■ Document text
Pittsburgh Post-Gazette

In court, rioters blame social media, far-right news for actions,

- By Dan Zak and Karen Heller

Robert Gieswein is a good man, according to family and friends, who describe him as gentle and compassion­ate. His mother says he has “an amazing work ethic.” His younger sister calls him “the most inspiring person in my life.” He bought clothes and shoes for the residents of a nursing home where he worked as a nurse’s aide. The 24-year-old had no criminal history when he traveled to Washington in January and, according to the U.S. government, joined a violent siege of the U.S. Capitol.

Mr. Gieswein appears to be affiliated with the radical militia group the Three Percenters, the FBI says, and the leader of a “private paramilita­ry training group” called the Woodland Wild Dogs. On Jan. 6 he donned goggles, a camouflage shirt, an army-style helmet and a military-style vest reinforced with an armored plate and a black pouch emblazoned with “MY MOM THINKS I’M SPECIAL.” Then, wielding a baseball bat and a noxious spray, he stormed the U.S. Capitol, attacked a federal officer and helped halt the certificat­ion of the 2020 presidenti­al election, the government claims.

Mr. Gieswein has pleaded not guilty to six criminal counts, including assaulting an officer and destructio­n of government property. Now he wants to be let out of jail, subject to very strict conditions, while he awaits trial — because the man he really is, according to his lawyer, is not the man the government says he was on that day.

■ Supplied material

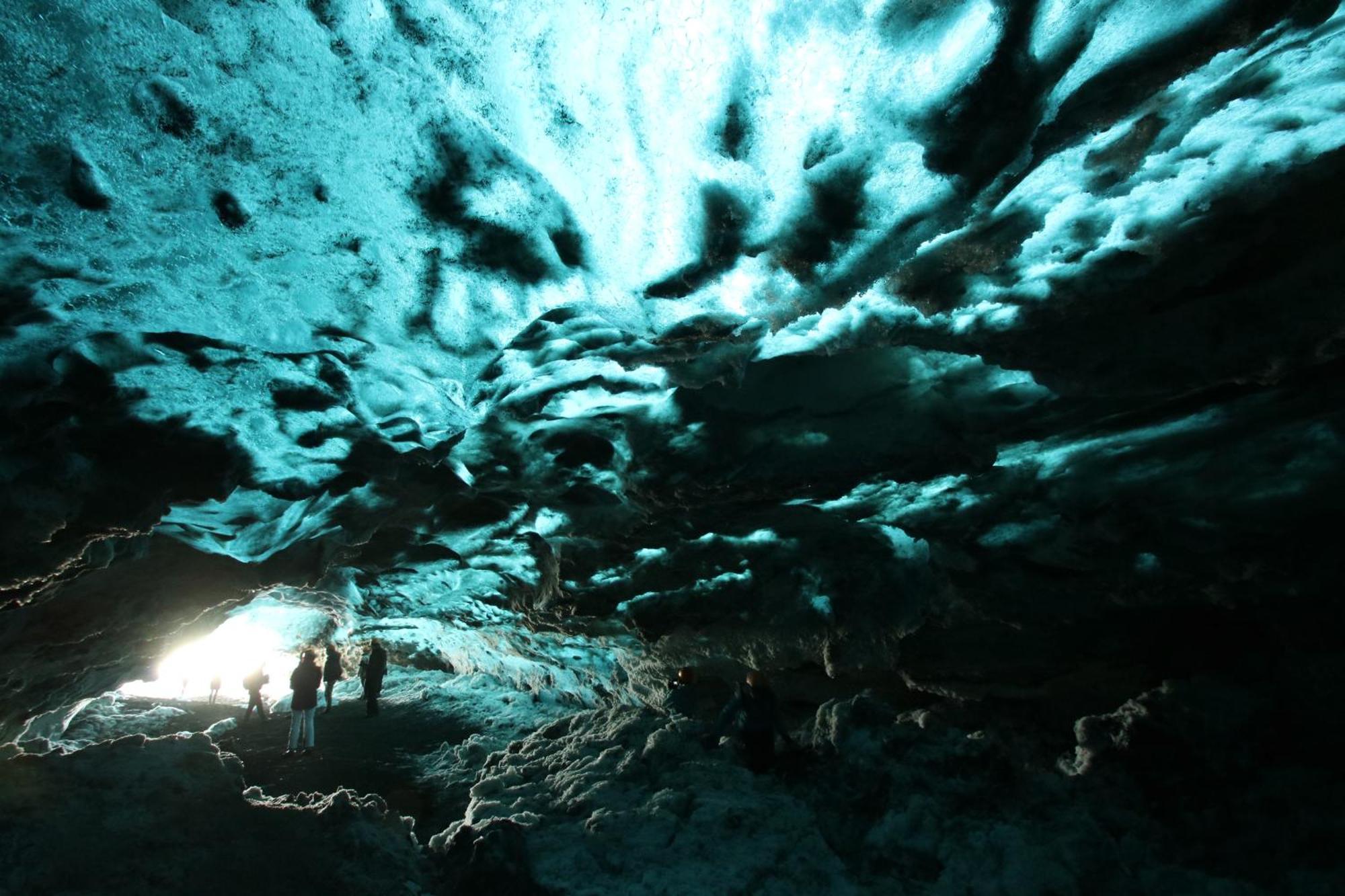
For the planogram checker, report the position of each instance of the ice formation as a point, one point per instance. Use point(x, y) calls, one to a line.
point(972, 368)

■ Exercise 1
Retype the Capitol riot article from "Robert Gieswein is" up to and including "the U.S. Capitol.".
■ Exercise 2
Write what comes next in the Capitol riot article, picking up after its final sentence.
The material comes from a separate source unrelated to the Capitol riot article.

■ Answer box 1
Robert Gieswein is a good man, according to family and friends, who describe him as gentle and compassion­ate. His mother says he has “an amazing work ethic.” His younger sister calls him “the most inspiring person in my life.” He bought clothes and shoes for the residents of a nursing home where he worked as a nurse’s aide. The 24-year-old had no criminal history when he traveled to Washington in January and, according to the U.S. government, joined a violent siege of the U.S. Capitol.

■ Answer box 2
“If what the government says is true, then Mr. Gieswein committed assault on January 6,” federal public defender Ann Mason Rigby said July 1 during a hearing on his detention. “The question before the court is: Is he incorrigib­ly violent? Is that a characteri­stic that cannot be controlled? And that’s why you have to look at his history.”

That’s what the U.S. District Court in D.C. is doing with at least 535 people who were somehow involved in the breach of the Capitol; there are hundreds of ongoing investigat­ions beyond that, according to FBI director Christophe­r A. Wray.

Were these people acting on their most deeply held conviction­s, or were they somehow not themselves on Jan. 6?

Six months of evidence, court filings and motion hearings have created a composite sketch of the people arrested — in all their treachery or bone-headedness — and of the country many said they were fighting for.

Some defendants seemed bent on bloodshed and were charged with felonies. including conspiracy. One group dressed in combat attire used walkie-talkies, adopted code names such as “gator 1” and “gator 6,” and, once inside, appeared to be searching for legislator­s, according to the government.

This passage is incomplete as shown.